Extrait du texte —
La fille galante venait de descendre avec ses innombrables paquets, et c’était sur elle que Kim fixait son œil attentif. Les personnes de cette profession, il le savait, sont généreuses.

— Un billet, un petit tikket pour Umballa, ô Briseuse de Cœurs ! — Et comme elle riait : — N’as-tu donc point de charité ?

— Est-ce que le saint homme vient du Nord ?

— De très loin dans le Nord ! s’écria Kim. De parmi les collines !

— Il y a de la neige entre les sapins, dans le Nord ! Ma mère était de Kulu. Tiens, achète-toi un billet ! Et demande au saint homme une bénédiction pour moi !

— Dix mille bénédictions ! — promit Kim. — Oh ! saint homme, une femme m’a fait la charité, de telle sorte que je puis venir avec toi, une femme avec un cœur d’or. Je cours chercher le tikket.

Données fournies —
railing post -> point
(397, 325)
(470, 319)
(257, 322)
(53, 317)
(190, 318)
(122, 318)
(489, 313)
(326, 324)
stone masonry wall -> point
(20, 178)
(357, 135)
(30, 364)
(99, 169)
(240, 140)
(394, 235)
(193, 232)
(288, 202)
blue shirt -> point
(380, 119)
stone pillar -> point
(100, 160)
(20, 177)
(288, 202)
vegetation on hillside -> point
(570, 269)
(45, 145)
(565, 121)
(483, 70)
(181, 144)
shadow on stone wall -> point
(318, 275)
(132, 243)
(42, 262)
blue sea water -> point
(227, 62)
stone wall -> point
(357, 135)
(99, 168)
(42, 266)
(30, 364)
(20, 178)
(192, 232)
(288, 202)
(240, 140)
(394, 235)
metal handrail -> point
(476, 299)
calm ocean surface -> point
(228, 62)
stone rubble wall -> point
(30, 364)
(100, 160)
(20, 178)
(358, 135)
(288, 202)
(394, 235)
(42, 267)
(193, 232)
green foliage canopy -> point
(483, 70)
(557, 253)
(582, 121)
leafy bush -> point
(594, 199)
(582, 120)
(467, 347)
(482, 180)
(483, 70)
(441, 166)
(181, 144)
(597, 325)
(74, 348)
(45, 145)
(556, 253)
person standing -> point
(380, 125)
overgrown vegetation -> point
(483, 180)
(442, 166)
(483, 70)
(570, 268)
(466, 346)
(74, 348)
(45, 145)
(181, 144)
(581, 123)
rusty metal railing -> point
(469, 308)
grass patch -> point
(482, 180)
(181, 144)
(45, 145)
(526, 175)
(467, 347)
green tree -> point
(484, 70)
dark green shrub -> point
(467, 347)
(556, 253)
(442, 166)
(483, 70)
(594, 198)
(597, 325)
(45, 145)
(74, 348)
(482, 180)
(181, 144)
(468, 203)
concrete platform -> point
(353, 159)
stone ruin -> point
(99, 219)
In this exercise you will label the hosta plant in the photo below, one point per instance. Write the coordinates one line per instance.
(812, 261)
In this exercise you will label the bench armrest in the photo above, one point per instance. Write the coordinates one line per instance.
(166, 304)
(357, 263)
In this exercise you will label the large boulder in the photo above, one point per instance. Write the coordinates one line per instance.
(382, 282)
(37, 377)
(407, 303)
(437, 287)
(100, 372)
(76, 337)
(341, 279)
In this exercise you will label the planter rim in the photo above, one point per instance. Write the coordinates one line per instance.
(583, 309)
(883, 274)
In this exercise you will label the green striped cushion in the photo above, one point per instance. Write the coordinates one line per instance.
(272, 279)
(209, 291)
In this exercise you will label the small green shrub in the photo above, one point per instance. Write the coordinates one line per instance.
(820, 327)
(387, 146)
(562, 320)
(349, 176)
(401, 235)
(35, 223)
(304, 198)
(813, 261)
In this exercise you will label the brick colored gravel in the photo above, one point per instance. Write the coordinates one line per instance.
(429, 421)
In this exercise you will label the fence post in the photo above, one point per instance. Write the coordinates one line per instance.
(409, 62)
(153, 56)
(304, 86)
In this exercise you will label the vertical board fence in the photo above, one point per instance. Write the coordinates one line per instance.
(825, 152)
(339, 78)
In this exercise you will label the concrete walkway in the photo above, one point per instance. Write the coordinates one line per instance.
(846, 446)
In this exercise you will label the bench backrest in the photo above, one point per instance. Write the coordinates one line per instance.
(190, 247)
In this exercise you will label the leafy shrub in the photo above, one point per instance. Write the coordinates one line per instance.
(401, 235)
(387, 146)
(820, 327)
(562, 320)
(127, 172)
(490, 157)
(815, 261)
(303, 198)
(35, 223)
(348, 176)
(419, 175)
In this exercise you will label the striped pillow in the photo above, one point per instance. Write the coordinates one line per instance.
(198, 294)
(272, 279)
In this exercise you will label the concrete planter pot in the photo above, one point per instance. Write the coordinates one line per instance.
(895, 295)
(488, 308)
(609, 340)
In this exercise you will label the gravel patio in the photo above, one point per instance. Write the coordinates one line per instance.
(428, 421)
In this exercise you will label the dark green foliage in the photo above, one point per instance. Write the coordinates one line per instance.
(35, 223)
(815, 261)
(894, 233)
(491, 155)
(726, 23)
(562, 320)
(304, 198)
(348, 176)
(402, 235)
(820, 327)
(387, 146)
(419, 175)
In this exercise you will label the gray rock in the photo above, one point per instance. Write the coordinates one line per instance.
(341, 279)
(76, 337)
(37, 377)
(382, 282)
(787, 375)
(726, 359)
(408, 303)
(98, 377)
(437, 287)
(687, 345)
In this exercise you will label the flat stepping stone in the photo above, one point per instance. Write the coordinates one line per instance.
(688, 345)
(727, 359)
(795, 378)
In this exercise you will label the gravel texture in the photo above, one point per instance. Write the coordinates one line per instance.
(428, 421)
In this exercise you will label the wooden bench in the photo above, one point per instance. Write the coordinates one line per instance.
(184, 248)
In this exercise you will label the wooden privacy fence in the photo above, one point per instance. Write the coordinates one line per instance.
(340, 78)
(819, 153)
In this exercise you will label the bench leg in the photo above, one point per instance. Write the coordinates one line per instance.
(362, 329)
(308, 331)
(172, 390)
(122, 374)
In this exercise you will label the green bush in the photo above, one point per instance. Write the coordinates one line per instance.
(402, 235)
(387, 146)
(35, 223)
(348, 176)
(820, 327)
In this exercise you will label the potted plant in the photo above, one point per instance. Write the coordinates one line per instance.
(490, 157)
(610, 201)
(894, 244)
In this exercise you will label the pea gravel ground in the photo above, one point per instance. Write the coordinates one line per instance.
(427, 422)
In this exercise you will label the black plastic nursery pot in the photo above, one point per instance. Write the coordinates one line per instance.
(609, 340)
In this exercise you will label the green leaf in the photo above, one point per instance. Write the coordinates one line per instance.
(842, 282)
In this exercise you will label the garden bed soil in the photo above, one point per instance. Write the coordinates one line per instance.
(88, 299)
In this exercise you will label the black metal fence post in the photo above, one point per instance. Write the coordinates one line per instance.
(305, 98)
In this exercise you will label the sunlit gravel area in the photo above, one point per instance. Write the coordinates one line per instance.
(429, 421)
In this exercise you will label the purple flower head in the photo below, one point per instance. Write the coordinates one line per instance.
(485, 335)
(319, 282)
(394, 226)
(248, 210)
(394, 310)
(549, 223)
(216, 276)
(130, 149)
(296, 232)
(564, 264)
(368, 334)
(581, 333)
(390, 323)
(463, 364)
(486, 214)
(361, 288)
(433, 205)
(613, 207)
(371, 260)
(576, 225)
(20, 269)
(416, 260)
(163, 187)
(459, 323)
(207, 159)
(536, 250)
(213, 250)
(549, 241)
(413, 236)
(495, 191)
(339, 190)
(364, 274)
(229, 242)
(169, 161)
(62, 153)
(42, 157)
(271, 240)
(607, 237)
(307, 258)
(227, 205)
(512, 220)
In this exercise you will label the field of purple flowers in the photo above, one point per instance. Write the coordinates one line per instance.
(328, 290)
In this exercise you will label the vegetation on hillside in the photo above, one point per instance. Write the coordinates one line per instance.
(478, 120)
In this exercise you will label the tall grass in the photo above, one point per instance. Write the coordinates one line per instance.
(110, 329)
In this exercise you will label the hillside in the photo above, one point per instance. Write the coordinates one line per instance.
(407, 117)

Consignes —
1. Recopiez le passage de l'extrait du texte compris entre « La fille galante » et « chercher le tikket. », bornes incluses.
2. Poursuivez le récit où Kim obtient de quoi payer un billet pour Umballa, en partant de la fin de l'extrait.

Réponses attendues —
1.
La fille galante venait de descendre avec ses innombrables paquets, et c’était sur elle que Kim fixait son œil attentif. Les personnes de cette profession, il le savait, sont généreuses.

— Un billet, un petit tikket pour Umballa, ô Briseuse de Cœurs ! — Et comme elle riait : — N’as-tu donc point de charité ?

— Est-ce que le saint homme vient du Nord ?

— De très loin dans le Nord ! s’écria Kim. De parmi les collines !

— Il y a de la neige entre les sapins, dans le Nord ! Ma mère était de Kulu. Tiens, achète-toi un billet ! Et demande au saint homme une bénédiction pour moi !

— Dix mille bénédictions ! — promit Kim. — Oh ! saint homme, une femme m’a fait la charité, de telle sorte que je puis venir avec toi, une femme avec un cœur d’or. Je cours chercher le tikket.

2.
La fille regarda le lama, qui, machinalement, avait suivi Kim sur le quai. Le vieillard baissa la tête pour ne pas la voir, et murmura quelques mots en thibétain, jusqu’à ce qu’elle eût disparu dans la foule.

— Facile à gagner, facile à dépenser ! — dit méchamment la femme du cultivateur.

— Elle s’est acquis du mérite ! — répondit le lama. — Sans aucun doute, ce devait être une nonne !

— Des nonnes comme elle, on en trouverait dix mille rien qu’à Amritzar ! Mais remonte vite, le vieux, ou bien le train partira sans toi ! — cria l’usurier.

Au même instant, Kim s’élançait à son banc.

— Non seulement j’ai eu assez pour le billet, mais aussi pour un peu de nourriture ! Tiens, saint homme, mange ! Voici le jour qui vient !

Dorés, roses, safran et rouges, les brouillards du matin se levaient en fumée sur l’immense plaine verte. Tout le Punjab se déroulait, dans la splendeur fraîche du soleil. Et le lama faisait un petit mouvement de recul, chaque fois que les poteaux télégraphiques lui volaient sous les yeux.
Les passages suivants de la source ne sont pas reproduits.